EXERCICE 1 :: D'après l'extrait sur le barrage de Jirau, quelle filiale de GDF Suez a préparé l'étude d'impact environnemental des barrages de Jirau et de Santo Antônio ?
EXERCICE 2 :: Poursuivez l'extrait sur le barrage de Jirau à partir de sa dernière phrase.
+++ EXTRAIT CITÉ +++
GDF Suez et ses filiales ont fait preuve d’un manque de précautions « raisonnables » au cours des phases de planification et de construction du barrage de Jirau, ainsi que d’un flagrant mépris des droits humains et de la protection de l’environnement qui relèvent de la responsabilité juridique et morale de l’entreprise. Les exemples les plus significatifs peuvent se résumer comme suit :
 
i)                    Une préparation nettement insatisfaisante de l’étude d’impact environnemental des barrages de Jirau et de Santo Antônio sur le rio Madeira (par la filiale de GDF Suez, Leme Engenharia, sous contrat avec le géant brésilien de la construction Odebrecht et la compagnie énergétique nationale Furnas) qui, parmi d’autres manquements graves et en violation de la législation environnementale brésilienne, n’a tenu aucun compte de l’impact de ces méga-projets hydroélectriques sur les pays voisins, la Bolivie et le Pérou, qui partagent le bassin du Madeira.
 
ii)                  L’absence de consentement libre, préalable et informé des peuples indigènes comme le prévoient la Convention 169 de l’Organisation internationale du Travail, la Déclaration des droits des peuples indigènes des Nations-Unies et les législations nationales du Brésil, de Bolivie et du Pérou.
 
iii)                Le commencement des travaux de construction du barrage en dépit de preuves irrécusables de la présence de groupes d’Indiens isolés et extrêmement vulnérables; suite à la confirmation de la présence de ces peuples isolés près du site de Jirau, la construction s’est poursuivie au même rythme.
+++ DONNÉES FOURNIES +++
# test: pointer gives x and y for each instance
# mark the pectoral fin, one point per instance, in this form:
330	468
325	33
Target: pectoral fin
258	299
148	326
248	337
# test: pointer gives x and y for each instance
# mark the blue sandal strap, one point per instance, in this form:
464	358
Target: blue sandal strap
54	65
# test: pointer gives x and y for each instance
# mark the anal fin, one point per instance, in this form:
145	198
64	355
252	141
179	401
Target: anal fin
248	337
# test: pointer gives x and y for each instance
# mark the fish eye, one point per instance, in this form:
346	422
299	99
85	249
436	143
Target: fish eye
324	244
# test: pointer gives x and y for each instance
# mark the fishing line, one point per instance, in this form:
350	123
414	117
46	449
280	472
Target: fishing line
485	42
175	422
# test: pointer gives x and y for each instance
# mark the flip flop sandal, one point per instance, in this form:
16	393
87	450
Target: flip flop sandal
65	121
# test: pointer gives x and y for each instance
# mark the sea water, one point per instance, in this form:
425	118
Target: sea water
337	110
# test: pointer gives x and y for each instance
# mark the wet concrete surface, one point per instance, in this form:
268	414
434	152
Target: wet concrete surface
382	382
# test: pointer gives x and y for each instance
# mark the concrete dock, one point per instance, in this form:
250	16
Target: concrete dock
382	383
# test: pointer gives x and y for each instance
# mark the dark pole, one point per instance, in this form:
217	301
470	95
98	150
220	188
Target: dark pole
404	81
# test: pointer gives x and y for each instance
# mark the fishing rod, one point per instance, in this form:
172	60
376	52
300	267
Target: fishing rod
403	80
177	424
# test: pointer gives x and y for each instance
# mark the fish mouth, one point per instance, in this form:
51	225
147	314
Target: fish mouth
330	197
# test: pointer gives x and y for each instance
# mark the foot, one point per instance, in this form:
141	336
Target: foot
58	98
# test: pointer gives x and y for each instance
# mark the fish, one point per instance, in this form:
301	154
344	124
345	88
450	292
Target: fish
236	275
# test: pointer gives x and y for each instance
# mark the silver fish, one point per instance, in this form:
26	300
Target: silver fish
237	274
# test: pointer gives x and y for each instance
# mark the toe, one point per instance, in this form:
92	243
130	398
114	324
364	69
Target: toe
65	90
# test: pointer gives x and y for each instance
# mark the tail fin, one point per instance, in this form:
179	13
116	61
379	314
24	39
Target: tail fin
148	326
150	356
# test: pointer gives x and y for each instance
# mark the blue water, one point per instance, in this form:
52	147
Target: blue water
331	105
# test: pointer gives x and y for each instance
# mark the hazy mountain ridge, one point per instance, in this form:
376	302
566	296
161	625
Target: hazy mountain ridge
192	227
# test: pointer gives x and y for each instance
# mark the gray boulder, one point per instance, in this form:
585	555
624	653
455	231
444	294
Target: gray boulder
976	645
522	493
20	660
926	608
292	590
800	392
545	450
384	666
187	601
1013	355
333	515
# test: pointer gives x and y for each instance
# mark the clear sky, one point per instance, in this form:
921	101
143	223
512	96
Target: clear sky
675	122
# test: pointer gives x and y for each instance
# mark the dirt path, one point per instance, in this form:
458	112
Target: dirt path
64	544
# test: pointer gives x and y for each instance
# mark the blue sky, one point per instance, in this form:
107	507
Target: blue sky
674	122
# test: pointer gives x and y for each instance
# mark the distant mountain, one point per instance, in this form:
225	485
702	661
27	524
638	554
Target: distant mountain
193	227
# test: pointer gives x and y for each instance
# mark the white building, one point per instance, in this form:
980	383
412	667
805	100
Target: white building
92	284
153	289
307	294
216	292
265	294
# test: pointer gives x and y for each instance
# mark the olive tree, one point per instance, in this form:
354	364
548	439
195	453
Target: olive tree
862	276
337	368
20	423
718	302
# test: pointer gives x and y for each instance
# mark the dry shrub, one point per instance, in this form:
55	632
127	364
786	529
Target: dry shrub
+++
RÉPONSE ATTENDUE 1 :: Leme Engenharia.

RÉPONSE ATTENDUE 2 ::
iv)                L’absence de toute étude préalable de l’impact causé par la construction du barrage sur les communautés riveraines établies en amont, le long des affluents du Madeira dans la région prévue pour le lac de retenue, et en aval du barrage de Jirau. Une étude d’impact appropriée aurait nécessairement dû tenir compte des risques associés à la perte d’accès aux ressources naturelles, dont les terres communautaires et les ressources en accès public (pêcheries, agriculture dans les plaines alluviales, produits d’extraction en milieu forestier), à l’interruption des transports fluviaux et à la relocalisation involontaire ou forcée. Les compensations ou indemnisations consécutives destinées aux familles directement affectées par la formation du lac d’alimentation du barrage ont été nettement insuffisantes et reflètent bien les études d’impact incomplètes et partiales menées sur les populations riveraines.
 
v)                  La décision unilatérale prise par ESBR de déplacer le barrage sur un nouveau site du rio Madeira alors que le processus officiel d’appel d’offres avait été mené à son terme pour le site originel de Jirau, sans que soient menées de nouvelles études d’impact environnemental comme l’exige la législation brésilienne sur l’environnement.
 
vi)                La déforestation illégale menée directement par GDF Suez et ses partenaires du consortium ESBR, ayant d’ailleurs donné lieu à des amendes infligées par l’agence fédérale de l’environnement (IBAMA) et restées impayées à ce jour.
 
vii)              L’existence de conditions de travail inhumaines parmi les sous-traitants travaillant pour le consortium ESBR.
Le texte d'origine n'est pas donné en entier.